# [Alıntılanan röportaj]
○ ○ ○ ○ ○ ○ ○

Sunset Cruises İşletme Yöneticisi Sezen Akyazı:“Turizmde şanslı kadınlardanım”

Röportaj: Hatice Ünal Bilen

Aslen Yıldız Teknik Üniversitesi Fen Edebiyat Fakültesi Kimya Bölümü mezunu. Turizm sektörüne geçişinde en kritik destekçisi, İTÜ İşletme yüksek lisansı esnasında kendisini teşvik eden ekonomi hocası. Sunset Cruises İşletme Yöneticisi Sezen Akyazı’nın kimyadan turizme/yüzer tesis işletmeciliğine dümen kırmasında bir aile işletmesi olarak Başardılar Turizm’in de etkisi sonsuz şüphesiz…

Turizmi kendini gerçekleştirebileceği değerli bir alan olarak gören, bunun yanı sıra pek çok sivil toplum kuruluşu birlikteliğiyle de sektörel gelişimini pekiştiren Akyazı ile sektöre giriş hikayesini, yüzer tesis işletmeciliğine dair hedeflerini ve gelecek planlarını konuştuk.

Aslen kimya bölümü mezunusunuz. Ama sizi Boğaz’daki yüzer tekneniz Sunset Cruises ve üyesi olduğunuz I-MICE Derneği’ndeki aktif kimliğinizle tanıyoruz. Kimyadan turizme, yüzer tesis işletmeciliğine nasıl dümen kırdınız? Bu kariyeri ne tür bir eğitimle inşa ettiniz?

○ ○ ○ ○ ○ ○ ○

# [Alıntılanan veriler]
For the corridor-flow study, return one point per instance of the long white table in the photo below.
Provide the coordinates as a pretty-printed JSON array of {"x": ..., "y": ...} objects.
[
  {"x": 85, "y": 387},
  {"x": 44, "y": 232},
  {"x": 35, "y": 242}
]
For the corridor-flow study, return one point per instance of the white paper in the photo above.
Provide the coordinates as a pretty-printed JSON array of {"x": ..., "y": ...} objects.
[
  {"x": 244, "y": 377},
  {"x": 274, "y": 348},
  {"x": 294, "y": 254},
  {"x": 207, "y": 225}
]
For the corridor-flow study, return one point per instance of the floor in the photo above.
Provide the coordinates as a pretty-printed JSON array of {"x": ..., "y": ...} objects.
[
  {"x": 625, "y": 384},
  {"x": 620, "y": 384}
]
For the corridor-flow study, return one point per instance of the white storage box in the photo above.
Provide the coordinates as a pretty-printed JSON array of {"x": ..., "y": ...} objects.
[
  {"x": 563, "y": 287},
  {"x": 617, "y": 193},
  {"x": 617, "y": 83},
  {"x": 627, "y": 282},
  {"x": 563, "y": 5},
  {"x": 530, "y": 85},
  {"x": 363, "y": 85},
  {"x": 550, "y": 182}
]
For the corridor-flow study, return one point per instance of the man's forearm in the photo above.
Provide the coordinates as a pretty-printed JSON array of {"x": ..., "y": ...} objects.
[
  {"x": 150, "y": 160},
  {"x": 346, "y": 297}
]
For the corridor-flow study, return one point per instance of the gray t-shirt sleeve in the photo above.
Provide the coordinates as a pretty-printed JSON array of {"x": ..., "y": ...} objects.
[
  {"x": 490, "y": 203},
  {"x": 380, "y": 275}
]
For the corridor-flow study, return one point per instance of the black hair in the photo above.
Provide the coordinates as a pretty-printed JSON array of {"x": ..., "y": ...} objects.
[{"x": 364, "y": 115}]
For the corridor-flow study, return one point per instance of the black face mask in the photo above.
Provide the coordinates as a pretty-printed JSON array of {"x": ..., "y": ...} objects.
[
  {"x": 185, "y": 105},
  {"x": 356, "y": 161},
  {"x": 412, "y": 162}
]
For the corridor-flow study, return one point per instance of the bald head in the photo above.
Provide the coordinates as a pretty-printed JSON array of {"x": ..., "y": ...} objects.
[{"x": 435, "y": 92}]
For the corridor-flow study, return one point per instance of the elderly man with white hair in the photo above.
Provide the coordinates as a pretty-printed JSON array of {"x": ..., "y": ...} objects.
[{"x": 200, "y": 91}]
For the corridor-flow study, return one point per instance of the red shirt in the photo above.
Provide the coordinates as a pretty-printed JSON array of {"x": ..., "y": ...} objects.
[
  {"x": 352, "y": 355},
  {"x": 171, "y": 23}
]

○ ○ ○ ○ ○ ○ ○

# [Talimatınız]
Sezen Akyazı ile yapılan röportajı, metnin sona erdiği yerden devam ettirin. Verilerin röportajla hiçbir bağlantısı yoktur.

# [Yanıt alanı]
Ülkemizde yapılabilecek belki de en güzel işi yapıyorum, turizm sektöründe olduğum için çok memnunum açıkçası. Yıldız Teknik Üniversitesi Fen Edebiyat Fakültesi Kimya Bölümü’nden mezun olduktan sonra iş hayatıma Eczacıbaşı Baxter A.Ş.’de başladım. Fakat buradaki kariyerimi sonlandırarak turizm sektörüne geçmiş olmaktan dolayı pişman olduğum bir anı hatırlamıyorum.

Bu geçişteki kritik destekçim, İTÜ’de işletme yönetimi üzerine yüksek lisans yaparken beni teşvik eden ekonomi hocamdır. Kendisi işi sebebiyle sürekli kongrelere, konferanslara katılırdı ve üzerine sohbetler ederdik. “Bak bu işi organize edenler de turizmci, senin ilgin var. O halde bitirme projen kongre turizmi olsun” dedi ve beni daha önce hiç duymadığım bir alanın içine bıraktı. Bir kimyagerin işletme yönetimi yüksek lisansı bitirme projesinin “Kongre Turizmi” olması çok manidar, ilahi bir dokunuş gibi.

Bildiğim kadarıyla Başardılar Turizm markasıyla bir aile işletmeniz de var. Sektöre ilk göz kırpışınızda bu sağlam temellerin de etkisi olmuştur mutlaka?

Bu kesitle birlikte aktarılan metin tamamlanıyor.